▶ [Problem]: Copy the rows below word for word, from the line containing "Expected output, for every instance of the person kneeling" through the last line of the rows, including both ends. Leave the pictures out of your copy.

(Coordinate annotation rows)

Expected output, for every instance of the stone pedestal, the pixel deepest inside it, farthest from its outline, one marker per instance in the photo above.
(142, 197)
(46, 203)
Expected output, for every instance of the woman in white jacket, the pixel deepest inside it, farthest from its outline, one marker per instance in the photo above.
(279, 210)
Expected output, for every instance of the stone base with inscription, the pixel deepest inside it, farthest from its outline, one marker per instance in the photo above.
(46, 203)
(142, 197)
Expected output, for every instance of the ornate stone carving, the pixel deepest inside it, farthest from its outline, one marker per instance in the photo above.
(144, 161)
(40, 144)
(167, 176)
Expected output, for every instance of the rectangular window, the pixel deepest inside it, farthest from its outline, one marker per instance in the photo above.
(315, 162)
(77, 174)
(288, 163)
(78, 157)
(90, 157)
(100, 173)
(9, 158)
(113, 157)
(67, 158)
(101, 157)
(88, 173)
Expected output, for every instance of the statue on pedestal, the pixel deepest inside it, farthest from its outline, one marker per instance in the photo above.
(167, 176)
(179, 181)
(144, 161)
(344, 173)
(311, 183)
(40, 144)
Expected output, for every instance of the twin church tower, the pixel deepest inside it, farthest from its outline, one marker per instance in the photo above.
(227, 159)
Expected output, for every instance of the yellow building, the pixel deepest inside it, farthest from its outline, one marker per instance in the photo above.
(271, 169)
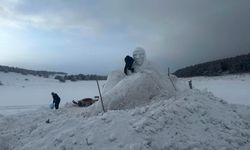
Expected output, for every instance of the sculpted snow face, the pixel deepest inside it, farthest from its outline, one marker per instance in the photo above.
(138, 89)
(139, 56)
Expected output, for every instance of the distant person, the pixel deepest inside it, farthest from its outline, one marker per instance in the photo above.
(85, 102)
(128, 69)
(56, 100)
(190, 84)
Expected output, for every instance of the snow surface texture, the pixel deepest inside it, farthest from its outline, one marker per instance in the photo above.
(192, 120)
(189, 120)
(23, 92)
(233, 88)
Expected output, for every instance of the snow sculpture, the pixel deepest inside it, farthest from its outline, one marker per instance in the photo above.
(138, 89)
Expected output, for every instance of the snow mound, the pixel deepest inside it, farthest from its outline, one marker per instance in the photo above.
(189, 121)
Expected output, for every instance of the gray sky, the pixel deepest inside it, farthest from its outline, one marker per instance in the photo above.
(92, 36)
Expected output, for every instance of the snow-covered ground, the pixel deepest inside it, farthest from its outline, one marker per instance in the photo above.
(28, 92)
(190, 120)
(234, 89)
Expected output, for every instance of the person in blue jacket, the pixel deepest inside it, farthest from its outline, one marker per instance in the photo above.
(56, 100)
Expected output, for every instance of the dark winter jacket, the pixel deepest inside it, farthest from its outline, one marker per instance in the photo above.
(56, 98)
(128, 64)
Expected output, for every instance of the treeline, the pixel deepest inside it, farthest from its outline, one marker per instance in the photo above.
(45, 74)
(233, 65)
(80, 77)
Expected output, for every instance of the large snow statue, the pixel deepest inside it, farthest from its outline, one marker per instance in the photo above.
(137, 89)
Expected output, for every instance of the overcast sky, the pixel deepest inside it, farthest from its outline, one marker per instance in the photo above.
(93, 36)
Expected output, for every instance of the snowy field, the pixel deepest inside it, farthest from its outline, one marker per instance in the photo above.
(26, 92)
(234, 89)
(190, 120)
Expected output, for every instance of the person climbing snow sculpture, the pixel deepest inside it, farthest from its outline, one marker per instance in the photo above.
(136, 89)
(128, 69)
(56, 100)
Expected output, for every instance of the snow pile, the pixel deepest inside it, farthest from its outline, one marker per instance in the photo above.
(190, 120)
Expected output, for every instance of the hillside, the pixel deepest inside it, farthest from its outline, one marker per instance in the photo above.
(233, 65)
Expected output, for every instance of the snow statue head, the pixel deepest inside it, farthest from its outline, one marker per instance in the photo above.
(139, 56)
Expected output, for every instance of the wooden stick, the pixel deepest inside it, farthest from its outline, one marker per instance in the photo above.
(100, 95)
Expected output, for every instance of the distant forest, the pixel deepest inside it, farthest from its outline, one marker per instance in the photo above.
(233, 65)
(61, 76)
(80, 77)
(22, 71)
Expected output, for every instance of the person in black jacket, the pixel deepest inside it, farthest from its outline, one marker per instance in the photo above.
(128, 65)
(56, 100)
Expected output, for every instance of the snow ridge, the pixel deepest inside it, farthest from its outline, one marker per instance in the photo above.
(192, 119)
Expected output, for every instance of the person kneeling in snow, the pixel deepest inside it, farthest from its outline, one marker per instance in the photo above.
(85, 102)
(56, 100)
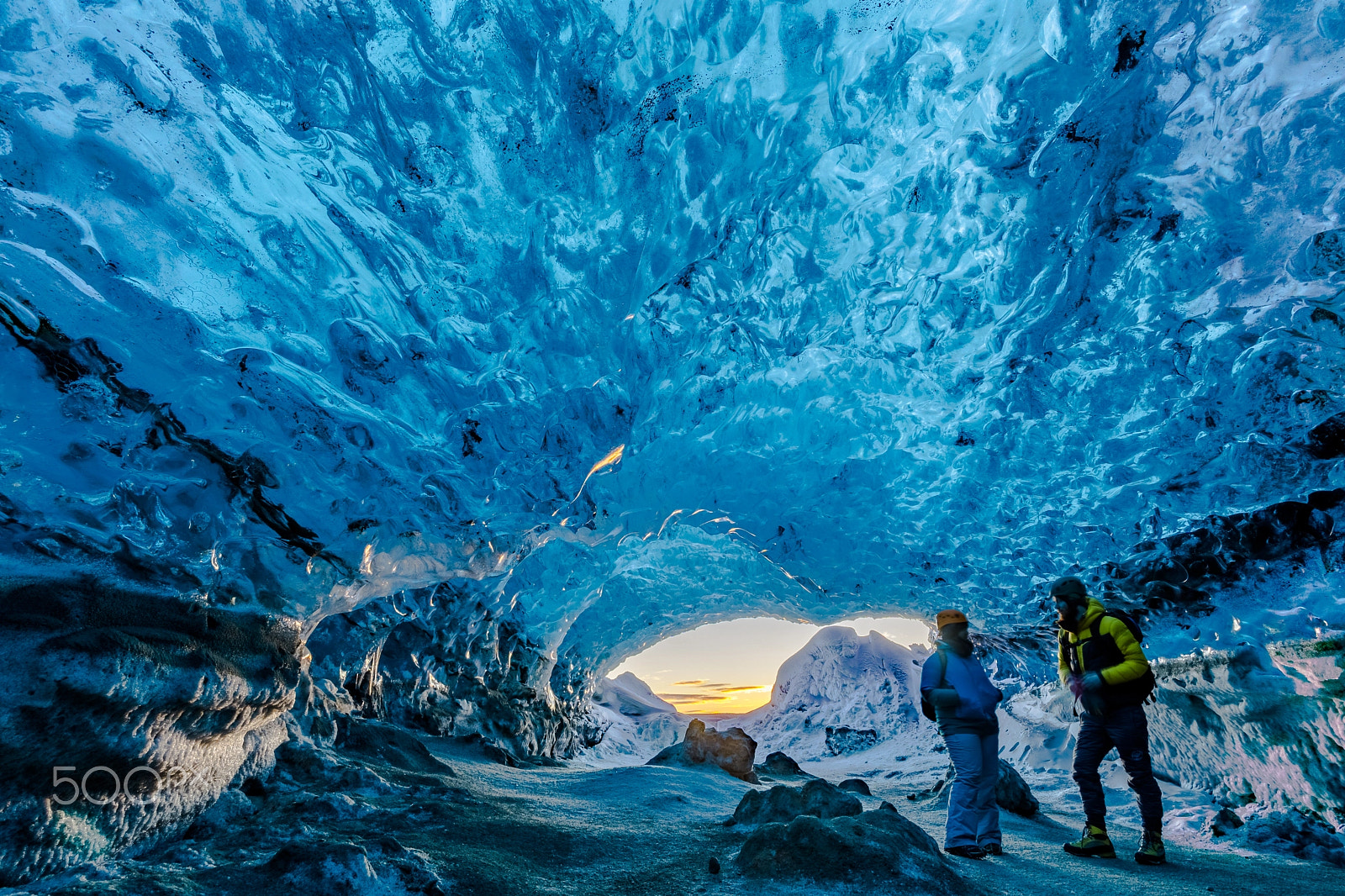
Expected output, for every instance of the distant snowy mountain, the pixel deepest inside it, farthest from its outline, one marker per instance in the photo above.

▶ [Answer]:
Expected output, for every instance of the person kneeling in snow, the pixel deepest inside it, farthest from its outline, one marker per instance in the photo above.
(85, 102)
(56, 100)
Expected output, for every instance of the distant snowy mountain, the pixel deepest inside it, farthest from its outline, one marker per instance in the photo above.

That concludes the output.